::: Document text
LAC is full of talented people. Earlier in the week a notice came in about a book being launched by an LAC historian which asks: Can a man betray his nation but remain true to himself?
The notion is as controversial today as in 1603. It set me thinking about Leo McKinstry's contention that a true sense of identity lies in understanding your national story.
About the book. Here is the press release.
It was in 1603 that John Ward deserted his post in the English navy, fled to North Africa and offered lessons in gunnery and naval strategy to Jihadis. In 1610 Ward converted to Islam, provoking further outrage in England.
Barbary Pirate: the Life and Crimes of Captain John Ward, a new book by local historian Greg Bak, explores the nature of heroism, nationalism and religious belief against a backdrop of thrilling sea battles and international intrigue.
::::::
::: Stored rows
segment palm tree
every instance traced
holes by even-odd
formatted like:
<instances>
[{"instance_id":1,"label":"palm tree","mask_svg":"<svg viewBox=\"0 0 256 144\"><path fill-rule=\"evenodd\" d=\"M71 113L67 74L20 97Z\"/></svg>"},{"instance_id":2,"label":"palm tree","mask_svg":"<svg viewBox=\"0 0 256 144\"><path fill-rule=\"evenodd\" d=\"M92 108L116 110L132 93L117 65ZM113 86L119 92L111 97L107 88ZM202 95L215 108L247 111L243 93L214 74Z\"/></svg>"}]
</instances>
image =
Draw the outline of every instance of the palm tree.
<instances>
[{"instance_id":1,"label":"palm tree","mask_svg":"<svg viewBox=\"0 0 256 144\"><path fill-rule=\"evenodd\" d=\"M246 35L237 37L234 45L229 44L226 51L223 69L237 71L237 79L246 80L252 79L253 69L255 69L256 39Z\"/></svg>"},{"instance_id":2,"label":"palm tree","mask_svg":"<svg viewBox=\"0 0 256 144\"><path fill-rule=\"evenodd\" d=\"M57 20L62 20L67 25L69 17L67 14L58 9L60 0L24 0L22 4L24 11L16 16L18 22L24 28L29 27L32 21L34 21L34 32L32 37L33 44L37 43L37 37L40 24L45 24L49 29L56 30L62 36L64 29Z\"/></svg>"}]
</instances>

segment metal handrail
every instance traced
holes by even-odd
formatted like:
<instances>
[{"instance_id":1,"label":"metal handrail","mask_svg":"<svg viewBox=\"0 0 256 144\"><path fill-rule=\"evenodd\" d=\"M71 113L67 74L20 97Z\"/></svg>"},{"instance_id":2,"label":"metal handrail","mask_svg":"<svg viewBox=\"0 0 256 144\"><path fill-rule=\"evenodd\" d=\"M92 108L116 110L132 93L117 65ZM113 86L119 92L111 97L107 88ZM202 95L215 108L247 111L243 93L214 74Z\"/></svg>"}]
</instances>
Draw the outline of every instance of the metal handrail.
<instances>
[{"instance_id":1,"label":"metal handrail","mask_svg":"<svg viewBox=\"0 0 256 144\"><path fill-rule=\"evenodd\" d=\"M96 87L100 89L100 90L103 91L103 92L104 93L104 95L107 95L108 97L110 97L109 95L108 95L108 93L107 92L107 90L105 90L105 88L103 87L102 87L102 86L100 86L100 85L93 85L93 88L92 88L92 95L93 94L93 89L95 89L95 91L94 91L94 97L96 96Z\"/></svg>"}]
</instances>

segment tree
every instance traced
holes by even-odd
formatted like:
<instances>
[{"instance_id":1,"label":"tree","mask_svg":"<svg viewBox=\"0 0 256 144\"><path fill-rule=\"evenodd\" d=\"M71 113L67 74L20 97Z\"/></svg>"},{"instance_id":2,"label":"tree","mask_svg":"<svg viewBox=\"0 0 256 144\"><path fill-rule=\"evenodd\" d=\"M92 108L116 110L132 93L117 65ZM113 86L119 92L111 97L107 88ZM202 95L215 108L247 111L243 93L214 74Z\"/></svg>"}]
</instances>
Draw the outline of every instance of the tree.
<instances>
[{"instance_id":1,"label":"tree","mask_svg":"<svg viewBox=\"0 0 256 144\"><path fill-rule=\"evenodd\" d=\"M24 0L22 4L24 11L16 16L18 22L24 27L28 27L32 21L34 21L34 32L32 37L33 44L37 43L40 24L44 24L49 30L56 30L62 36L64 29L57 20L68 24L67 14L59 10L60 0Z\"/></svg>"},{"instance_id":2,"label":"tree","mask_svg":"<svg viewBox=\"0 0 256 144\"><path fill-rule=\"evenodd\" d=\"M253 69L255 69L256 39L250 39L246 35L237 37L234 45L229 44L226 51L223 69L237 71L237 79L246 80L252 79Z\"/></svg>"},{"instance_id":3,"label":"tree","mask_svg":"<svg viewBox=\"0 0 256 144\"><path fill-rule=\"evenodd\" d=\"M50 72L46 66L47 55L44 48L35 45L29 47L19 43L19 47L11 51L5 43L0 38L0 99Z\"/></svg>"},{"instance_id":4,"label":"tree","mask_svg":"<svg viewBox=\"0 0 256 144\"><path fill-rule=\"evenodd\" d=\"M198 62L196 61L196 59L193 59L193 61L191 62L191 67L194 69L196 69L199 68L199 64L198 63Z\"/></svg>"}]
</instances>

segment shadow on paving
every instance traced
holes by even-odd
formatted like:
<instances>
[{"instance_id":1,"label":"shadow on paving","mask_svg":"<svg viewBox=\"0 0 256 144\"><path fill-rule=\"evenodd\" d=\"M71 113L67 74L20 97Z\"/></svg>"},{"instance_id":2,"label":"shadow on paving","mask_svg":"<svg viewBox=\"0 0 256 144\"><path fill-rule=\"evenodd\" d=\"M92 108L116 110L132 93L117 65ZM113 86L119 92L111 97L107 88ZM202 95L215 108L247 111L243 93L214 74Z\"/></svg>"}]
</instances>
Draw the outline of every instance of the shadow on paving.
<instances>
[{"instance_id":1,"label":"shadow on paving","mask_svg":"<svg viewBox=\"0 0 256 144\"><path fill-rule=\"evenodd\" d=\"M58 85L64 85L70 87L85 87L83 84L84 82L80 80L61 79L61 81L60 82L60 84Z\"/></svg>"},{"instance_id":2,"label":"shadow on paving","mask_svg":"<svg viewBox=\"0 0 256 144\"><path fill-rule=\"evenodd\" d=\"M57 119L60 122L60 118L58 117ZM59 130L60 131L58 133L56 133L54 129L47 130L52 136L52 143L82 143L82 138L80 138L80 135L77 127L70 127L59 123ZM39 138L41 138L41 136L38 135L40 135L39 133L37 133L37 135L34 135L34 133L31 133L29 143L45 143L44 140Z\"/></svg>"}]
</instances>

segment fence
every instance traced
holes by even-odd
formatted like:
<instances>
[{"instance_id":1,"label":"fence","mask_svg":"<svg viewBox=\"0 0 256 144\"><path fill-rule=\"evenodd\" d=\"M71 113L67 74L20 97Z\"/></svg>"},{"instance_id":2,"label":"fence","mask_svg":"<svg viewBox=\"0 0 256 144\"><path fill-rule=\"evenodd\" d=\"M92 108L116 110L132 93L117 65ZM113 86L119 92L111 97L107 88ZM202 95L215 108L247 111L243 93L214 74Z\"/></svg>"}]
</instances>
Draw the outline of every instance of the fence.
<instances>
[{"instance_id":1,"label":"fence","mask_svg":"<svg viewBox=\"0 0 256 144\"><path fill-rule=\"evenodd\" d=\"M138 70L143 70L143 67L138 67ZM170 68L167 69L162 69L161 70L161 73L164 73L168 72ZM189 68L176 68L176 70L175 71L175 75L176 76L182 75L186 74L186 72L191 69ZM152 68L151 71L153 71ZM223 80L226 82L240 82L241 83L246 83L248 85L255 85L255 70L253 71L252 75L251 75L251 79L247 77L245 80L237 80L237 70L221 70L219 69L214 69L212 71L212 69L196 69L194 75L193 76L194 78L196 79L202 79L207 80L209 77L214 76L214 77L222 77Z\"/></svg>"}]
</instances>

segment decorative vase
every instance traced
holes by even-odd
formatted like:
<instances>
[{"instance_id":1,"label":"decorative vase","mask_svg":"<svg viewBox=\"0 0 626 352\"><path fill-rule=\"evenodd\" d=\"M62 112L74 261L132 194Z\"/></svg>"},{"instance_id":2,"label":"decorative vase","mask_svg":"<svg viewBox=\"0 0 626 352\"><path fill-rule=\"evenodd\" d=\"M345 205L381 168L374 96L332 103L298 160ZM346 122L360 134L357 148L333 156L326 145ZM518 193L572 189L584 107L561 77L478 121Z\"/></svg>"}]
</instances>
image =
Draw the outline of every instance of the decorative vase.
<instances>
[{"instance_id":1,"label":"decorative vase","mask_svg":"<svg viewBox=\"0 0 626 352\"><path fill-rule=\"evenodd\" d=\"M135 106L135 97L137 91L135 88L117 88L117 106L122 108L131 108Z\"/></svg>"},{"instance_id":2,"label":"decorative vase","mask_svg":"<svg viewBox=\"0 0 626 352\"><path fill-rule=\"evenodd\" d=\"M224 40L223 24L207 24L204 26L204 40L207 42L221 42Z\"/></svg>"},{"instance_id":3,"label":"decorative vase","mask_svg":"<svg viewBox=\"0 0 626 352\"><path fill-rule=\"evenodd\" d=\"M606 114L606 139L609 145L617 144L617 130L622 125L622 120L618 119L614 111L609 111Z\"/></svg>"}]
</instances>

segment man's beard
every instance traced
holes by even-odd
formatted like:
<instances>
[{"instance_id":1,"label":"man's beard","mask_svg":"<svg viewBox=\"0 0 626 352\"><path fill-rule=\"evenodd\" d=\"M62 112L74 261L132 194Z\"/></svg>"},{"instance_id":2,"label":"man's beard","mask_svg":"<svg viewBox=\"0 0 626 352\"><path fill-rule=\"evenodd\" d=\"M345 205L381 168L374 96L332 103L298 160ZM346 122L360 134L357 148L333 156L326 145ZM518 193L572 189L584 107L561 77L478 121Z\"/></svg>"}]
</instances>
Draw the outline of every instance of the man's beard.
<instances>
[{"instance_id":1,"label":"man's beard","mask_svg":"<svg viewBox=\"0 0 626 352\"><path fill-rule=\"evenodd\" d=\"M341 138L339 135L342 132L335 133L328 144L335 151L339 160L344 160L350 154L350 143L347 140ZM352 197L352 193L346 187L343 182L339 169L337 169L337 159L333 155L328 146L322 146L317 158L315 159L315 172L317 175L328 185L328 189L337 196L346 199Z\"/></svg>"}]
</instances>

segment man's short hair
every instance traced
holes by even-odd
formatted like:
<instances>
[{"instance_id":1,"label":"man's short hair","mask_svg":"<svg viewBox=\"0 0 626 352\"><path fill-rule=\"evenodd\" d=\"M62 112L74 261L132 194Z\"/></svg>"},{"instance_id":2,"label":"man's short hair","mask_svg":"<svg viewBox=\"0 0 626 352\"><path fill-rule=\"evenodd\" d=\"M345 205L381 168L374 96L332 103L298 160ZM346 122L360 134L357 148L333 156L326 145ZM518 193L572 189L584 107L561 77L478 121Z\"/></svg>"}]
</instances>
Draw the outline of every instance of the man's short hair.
::::::
**Instructions**.
A – According to the passage about the John Ward book, in what year did Ward convert to Islam?
B – List every person named in the passage about the John Ward book.
C – Repeat word for word the part of the passage about the John Ward book starting with "LAC is full" and going on through "and international intrigue.".

**Answer list**.
A – 1610

B – Leo McKinstry, John Ward, Greg Bak

C –
LAC is full of talented people. Earlier in the week a notice came in about a book being launched by an LAC historian which asks: Can a man betray his nation but remain true to himself?
The notion is as controversial today as in 1603. It set me thinking about Leo McKinstry's contention that a true sense of identity lies in understanding your national story.
About the book. Here is the press release.
It was in 1603 that John Ward deserted his post in the English navy, fled to North Africa and offered lessons in gunnery and naval strategy to Jihadis. In 1610 Ward converted to Islam, provoking further outrage in England.
Barbary Pirate: the Life and Crimes of Captain John Ward, a new book by local historian Greg Bak, explores the nature of heroism, nationalism and religious belief against a backdrop of thrilling sea battles and international intrigue.